▸ **Task description**:
Return the complete listing exactly as it reads, with each picture removed.

▸ **Material to process**:
****************************************

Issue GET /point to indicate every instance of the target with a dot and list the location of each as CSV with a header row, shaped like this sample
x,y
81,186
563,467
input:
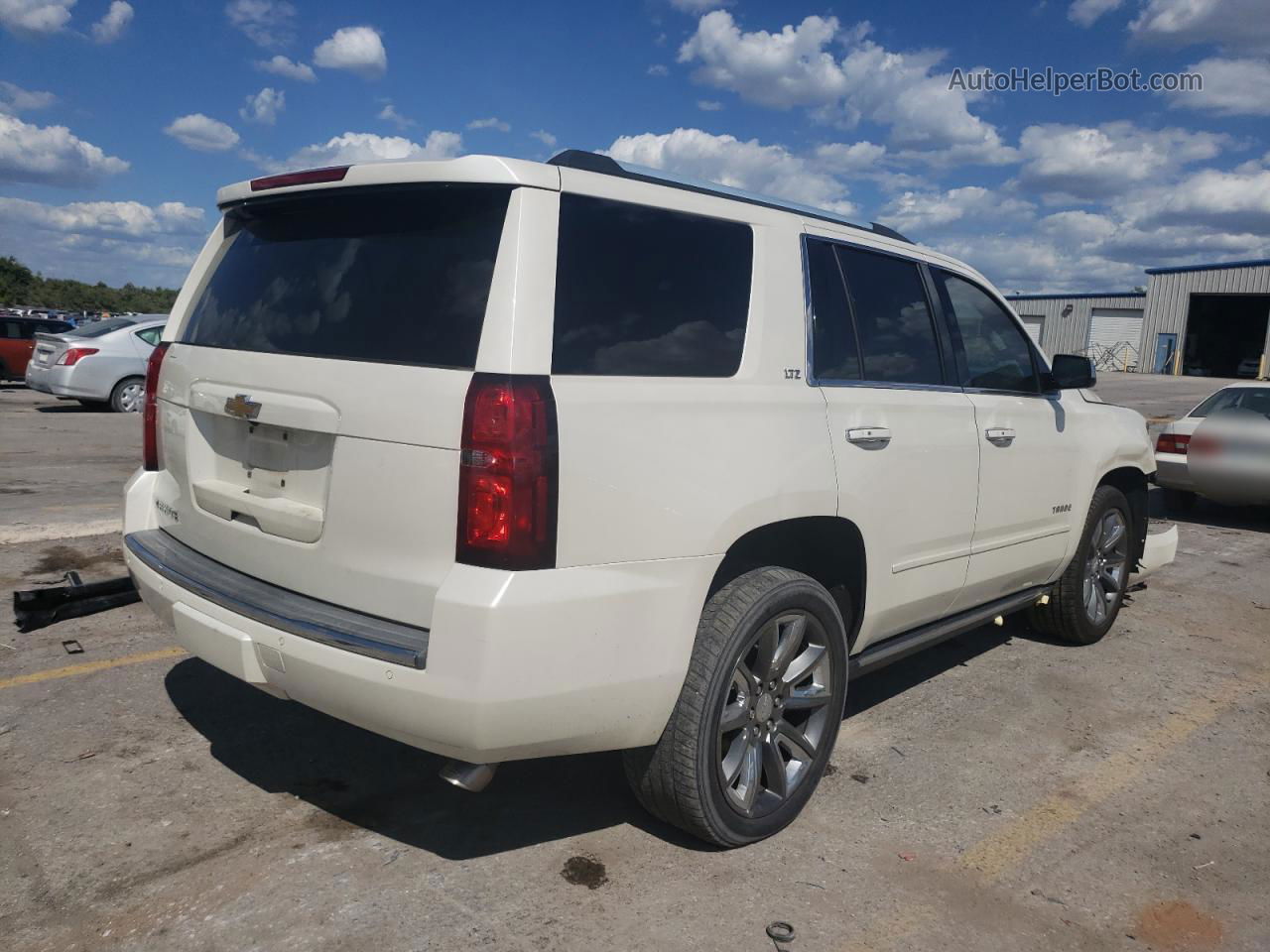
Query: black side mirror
x,y
1072,372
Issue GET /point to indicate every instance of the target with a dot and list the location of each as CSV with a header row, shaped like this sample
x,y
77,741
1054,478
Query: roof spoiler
x,y
607,166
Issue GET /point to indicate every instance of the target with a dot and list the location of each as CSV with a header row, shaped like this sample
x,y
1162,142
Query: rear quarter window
x,y
649,293
391,276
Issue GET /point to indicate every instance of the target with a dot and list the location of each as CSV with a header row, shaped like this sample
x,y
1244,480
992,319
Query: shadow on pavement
x,y
391,788
1205,512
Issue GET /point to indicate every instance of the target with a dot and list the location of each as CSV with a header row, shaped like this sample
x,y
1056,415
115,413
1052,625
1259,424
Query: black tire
x,y
681,778
1179,500
1067,616
128,395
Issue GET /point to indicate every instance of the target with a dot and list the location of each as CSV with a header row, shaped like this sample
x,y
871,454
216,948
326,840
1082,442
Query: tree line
x,y
19,286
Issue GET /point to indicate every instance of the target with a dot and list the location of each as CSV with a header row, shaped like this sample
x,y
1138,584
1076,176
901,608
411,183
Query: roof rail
x,y
607,166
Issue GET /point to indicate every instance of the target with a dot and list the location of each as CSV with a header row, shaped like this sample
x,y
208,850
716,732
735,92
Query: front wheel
x,y
1087,597
758,714
128,395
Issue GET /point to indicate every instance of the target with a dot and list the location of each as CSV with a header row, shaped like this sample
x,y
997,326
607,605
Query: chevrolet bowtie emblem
x,y
243,405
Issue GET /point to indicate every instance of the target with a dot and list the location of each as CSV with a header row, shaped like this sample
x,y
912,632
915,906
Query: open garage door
x,y
1225,335
1115,338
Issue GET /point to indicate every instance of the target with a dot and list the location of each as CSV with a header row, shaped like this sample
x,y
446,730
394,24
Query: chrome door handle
x,y
869,435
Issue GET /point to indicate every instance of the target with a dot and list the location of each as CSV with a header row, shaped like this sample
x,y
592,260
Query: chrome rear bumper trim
x,y
277,607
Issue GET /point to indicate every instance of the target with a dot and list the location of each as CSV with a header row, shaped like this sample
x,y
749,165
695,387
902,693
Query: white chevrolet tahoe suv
x,y
509,460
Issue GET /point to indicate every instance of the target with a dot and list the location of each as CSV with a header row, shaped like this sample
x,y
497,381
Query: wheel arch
x,y
1133,483
826,547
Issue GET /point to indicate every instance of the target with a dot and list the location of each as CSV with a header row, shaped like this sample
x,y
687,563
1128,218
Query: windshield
x,y
394,276
99,327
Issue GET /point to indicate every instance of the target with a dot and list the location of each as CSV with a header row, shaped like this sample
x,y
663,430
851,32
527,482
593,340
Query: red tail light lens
x,y
508,474
150,413
75,354
331,173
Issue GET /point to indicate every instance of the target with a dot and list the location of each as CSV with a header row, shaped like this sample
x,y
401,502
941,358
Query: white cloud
x,y
33,17
50,155
202,134
1087,12
389,113
111,241
1238,24
1224,200
117,218
264,105
264,22
282,66
112,26
14,99
1230,87
354,49
795,68
367,148
971,204
770,169
490,123
849,159
1087,164
698,7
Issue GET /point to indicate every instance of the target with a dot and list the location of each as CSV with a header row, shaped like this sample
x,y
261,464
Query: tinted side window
x,y
834,352
997,354
647,293
893,317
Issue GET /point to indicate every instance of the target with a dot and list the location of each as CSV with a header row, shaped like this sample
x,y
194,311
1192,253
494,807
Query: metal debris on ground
x,y
780,933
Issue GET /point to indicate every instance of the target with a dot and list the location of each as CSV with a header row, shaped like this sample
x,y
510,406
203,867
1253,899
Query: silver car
x,y
99,363
1220,449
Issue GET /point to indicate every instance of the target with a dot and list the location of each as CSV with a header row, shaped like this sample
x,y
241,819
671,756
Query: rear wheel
x,y
758,714
1087,597
128,395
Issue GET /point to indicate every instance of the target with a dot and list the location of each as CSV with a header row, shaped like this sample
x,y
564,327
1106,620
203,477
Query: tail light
x,y
150,413
75,354
508,474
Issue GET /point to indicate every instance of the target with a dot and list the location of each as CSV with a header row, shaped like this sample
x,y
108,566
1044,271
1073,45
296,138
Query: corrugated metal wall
x,y
1069,334
1169,298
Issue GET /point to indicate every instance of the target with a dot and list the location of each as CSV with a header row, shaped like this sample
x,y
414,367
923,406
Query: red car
x,y
18,341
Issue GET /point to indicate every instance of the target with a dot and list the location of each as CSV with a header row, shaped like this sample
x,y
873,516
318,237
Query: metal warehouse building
x,y
1207,320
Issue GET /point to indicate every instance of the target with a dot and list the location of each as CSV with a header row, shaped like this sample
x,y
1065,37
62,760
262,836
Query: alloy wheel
x,y
1106,565
131,397
775,714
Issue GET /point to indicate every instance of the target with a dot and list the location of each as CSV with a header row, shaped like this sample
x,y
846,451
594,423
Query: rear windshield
x,y
393,276
1256,399
98,327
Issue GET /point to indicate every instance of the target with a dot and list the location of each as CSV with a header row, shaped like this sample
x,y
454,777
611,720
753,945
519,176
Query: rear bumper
x,y
59,381
517,665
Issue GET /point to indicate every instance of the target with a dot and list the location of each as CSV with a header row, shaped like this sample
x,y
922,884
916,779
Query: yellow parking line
x,y
90,666
1015,842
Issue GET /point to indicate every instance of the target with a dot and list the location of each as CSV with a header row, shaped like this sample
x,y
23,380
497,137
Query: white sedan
x,y
1220,449
99,365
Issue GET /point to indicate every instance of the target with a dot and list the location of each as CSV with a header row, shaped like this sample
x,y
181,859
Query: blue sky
x,y
118,119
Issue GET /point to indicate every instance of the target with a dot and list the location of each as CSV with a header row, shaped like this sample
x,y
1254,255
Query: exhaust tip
x,y
471,777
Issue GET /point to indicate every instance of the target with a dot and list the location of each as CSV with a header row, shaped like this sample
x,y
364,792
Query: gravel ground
x,y
997,792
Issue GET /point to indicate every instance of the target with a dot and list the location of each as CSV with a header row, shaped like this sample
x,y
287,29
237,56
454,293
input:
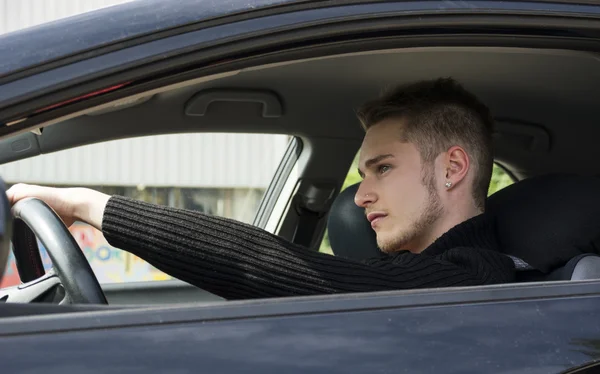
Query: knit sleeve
x,y
238,261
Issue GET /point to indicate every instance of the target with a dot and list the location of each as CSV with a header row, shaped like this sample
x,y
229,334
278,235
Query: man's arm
x,y
237,261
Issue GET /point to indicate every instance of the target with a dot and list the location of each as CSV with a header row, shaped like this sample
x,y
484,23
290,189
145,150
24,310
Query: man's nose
x,y
364,196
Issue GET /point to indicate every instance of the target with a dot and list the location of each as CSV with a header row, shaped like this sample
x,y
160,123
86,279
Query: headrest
x,y
548,220
350,234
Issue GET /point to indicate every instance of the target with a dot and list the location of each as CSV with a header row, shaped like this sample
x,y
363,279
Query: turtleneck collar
x,y
477,232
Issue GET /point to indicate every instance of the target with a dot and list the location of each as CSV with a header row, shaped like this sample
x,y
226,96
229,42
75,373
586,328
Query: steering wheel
x,y
71,279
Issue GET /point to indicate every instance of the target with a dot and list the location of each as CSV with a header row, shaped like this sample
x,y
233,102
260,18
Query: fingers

****************************************

▸ **Task output**:
Issue GET /point to indicate every instance of the target with a dot and list the location of each as CSV with a header row, shaped like this sample
x,y
81,186
563,467
input:
Query: black side mirror
x,y
1072,372
Issue GET /point to indicate every instance of the target with a dot and list the location of each as CSV with a header row, shaped like this sample
x,y
77,741
1054,478
Query: roof spoiler
x,y
607,166
Issue GET /point to indicate every instance of the target with a dot and list the location of each as CSV with a header row, shaped like this sample
x,y
1162,142
Query: rear quarter window
x,y
649,293
391,276
Issue GET /point to indicate every instance of the target with a dot and list the location of each as CSV with a header row, shaped like this sample
x,y
1244,480
992,319
Query: shadow on pavement
x,y
391,788
1205,512
Issue GET /point to indicate every instance of the target with a dot and list the location of each as CSV with a header row, shaped like this sample
x,y
1056,415
115,413
1052,625
1259,424
Query: black tire
x,y
681,778
1179,500
1067,616
128,395
Issue GET /point to indicate every instance of the target with a dot and list the location of each as CSV with a header row, shaped like this sample
x,y
871,454
216,948
326,840
1082,442
Query: tree line
x,y
19,286
Issue GET /point to indicate every instance of the target with a dot and list the location of each as CSV with a header row, shaped like this sample
x,y
1138,584
1076,176
901,608
411,183
Query: roof rail
x,y
607,166
Issue GET /point to indicate every instance of the target with a dot and list the location of each as CSV with a header row, shaped like this sample
x,y
208,850
716,732
735,92
Query: front wheel
x,y
1087,597
758,714
128,395
Issue GET /point to indicate every instance of the target with a dot and list the location of each as CSV with a header row, shaped like this sample
x,y
997,326
607,605
Query: chevrolet bowtie emblem
x,y
243,405
Issue GET /point to indicate every instance of the target with a dot and list the location of each as CSV with a header row, shaped like this sample
x,y
912,632
915,906
Query: open garage door
x,y
1225,335
1115,338
Issue GET /point to indicate every instance of the target with a dot and list the location of each as CSV with a header row, shaped like this sample
x,y
446,730
394,24
Query: chrome door handle
x,y
869,435
Issue GET /point to indicate every instance of the target with a dot and list the location of each as CSV with a header row, shaped like this sample
x,y
592,260
Query: chrome rear bumper trim
x,y
277,607
Issue GET /point to indicate every instance of the target with a dot and list the location of each as CSV with a header row, shaped like this sample
x,y
749,165
695,387
902,693
Query: white chevrolet tahoe suv
x,y
509,460
Issue GET /point to indicate every instance of the target with a dot and list the location of each as CSV with a header row, shaped like this sample
x,y
497,381
Query: wheel arch
x,y
1133,483
826,547
Issue GET /point to indicate every instance of the target with a dot and list the location of each as CSV with a header row, shaped like this sample
x,y
687,563
1128,218
Query: windshield
x,y
394,276
99,327
Issue GET /point to indicate every instance of the target with a dot and list the location of each as CSV with a header row, shaped like this sample
x,y
663,430
851,32
527,482
593,340
Query: red tail light lens
x,y
508,474
150,413
75,354
331,173
Issue GET /point to indicate every instance of the target with a dot and list the location of each as CSV with a header row, shaped like this sample
x,y
401,502
941,358
Query: white cloud
x,y
33,17
50,155
202,134
1087,12
389,113
111,241
1238,24
1224,200
117,218
264,105
264,22
282,66
112,26
14,99
1230,87
354,49
795,68
367,148
971,204
770,169
490,123
849,159
1087,164
698,7
Issue GET /point to indicate every instance of the target with a dot and list the location of each as CSV with a header row, shaped like this sample
x,y
261,464
Query: tinted side window
x,y
834,352
997,354
647,293
893,317
Issue GET /point to indicate every instance of the target with a dot and list the location of each as CSV with a header row, shaped like this sample
x,y
194,311
1192,253
494,807
Query: metal debris on ground
x,y
780,933
Issue GET /point to indicate every instance of the target with a dot and list the location of each as CSV with a header row, shaped like this sample
x,y
510,406
203,867
1253,899
Query: silver car
x,y
99,363
1220,449
Issue GET /point to indicate every instance of the target with a dot and list the location of each as CSV with a header row, shaped like this sample
x,y
241,819
671,756
Query: rear wheel
x,y
758,714
1087,597
128,395
Issue GET /point to indicate every instance of the target with a dot and list the location of each as CSV with a header row, shaped like this sample
x,y
564,327
1106,620
203,477
Query: tail light
x,y
150,413
75,354
508,474
Issue GET /point to indicate every instance of the target with a dot and list the location of each as CSV with a header row, shaped like this sample
x,y
108,566
1044,271
1073,45
296,138
Query: corrugated metal wall
x,y
1069,334
1169,298
Issue GET /point to indicate every instance of the target with a dot and list the location of each as CSV with a header row, shaped like this sample
x,y
414,367
923,406
Query: red car
x,y
18,341
Issue GET /point to indicate every instance of the target with a dot and list the location of each as CSV with a header row, shaped like this sample
x,y
873,516
318,237
Query: metal warehouse building
x,y
1207,320
Issue GET /point to indicate every instance of the target with a dot and list the location of each as CSV with a header row, shaped like this sample
x,y
1065,37
62,760
262,836
Query: alloy wheel
x,y
1106,565
131,397
775,714
Issue GET /point to indicate every instance of the target with a dot and list the location of each as CSV with a header row, shaped like this sample
x,y
846,451
594,423
Query: rear windshield
x,y
393,276
1256,399
98,327
Issue GET /point to indicate every instance of the target with a dot and list the location of each as CSV with a header row, shaped like this sample
x,y
454,777
611,720
753,945
519,176
Query: rear bumper
x,y
59,381
517,665
Issue GET /point to indicate every instance of the target with a dot and list the location of each as CSV with a header row, shaped like this sample
x,y
922,884
916,779
Query: yellow parking line
x,y
90,666
1015,842
Issue GET /point to indicate every instance of the target with a dot and list the location of each as CSV with a header row, shaped like this sample
x,y
23,380
497,137
Query: white sedan
x,y
1220,449
99,365
Issue GET /point to indicate every instance of the target with a dot and list the location of each as CSV with a header row, shaped like this sample
x,y
181,859
Query: blue sky
x,y
118,119
Issue GET /point to indicate every instance of the target with a dot and list the location of each as CSV with a header row, shaped like this sample
x,y
1254,255
Query: exhaust tip
x,y
471,777
Issue GET /point to indicate every instance of the target with a dot and list the location of each as CSV with a header row, shaped like this sample
x,y
364,792
Query: gravel ground
x,y
997,792
Issue GET /point to indicate every instance of the target with a dot and list the location of each as CSV with a header row, shaped like this sample
x,y
287,29
237,56
454,293
input:
Query: knit sleeve
x,y
238,261
Issue GET /point to indicate every instance of the target with a dot and list the location of each as CSV with a header row, shaped like this sample
x,y
229,334
278,235
Query: man's arm
x,y
237,261
Issue GET /point to indicate every instance of the target with a dot and list the location of each as CSV with a header row, shaped like this sample
x,y
484,23
290,189
145,150
24,310
Query: man's nose
x,y
364,196
Issue GET /point to indicate every instance of the target with a dot and list the location of each as CSV with a header row, shaped like this sample
x,y
160,123
86,279
Query: headrest
x,y
548,220
350,234
Issue GET /point to indicate every instance of the target with a dot and list the location of each as CSV with a header row, shaped like this sample
x,y
363,279
Query: turtleneck collar
x,y
477,232
Issue GET /point to indicate every instance of the target with a dot and list the location of each as CSV with a header row, shaped like this sample
x,y
226,96
229,42
75,373
586,328
Query: steering wheel
x,y
71,279
Issue GET /point to indicate every instance of the target with a dot and list the location of each as CSV with a header row, shaped like this sample
x,y
233,102
260,18
Query: fingers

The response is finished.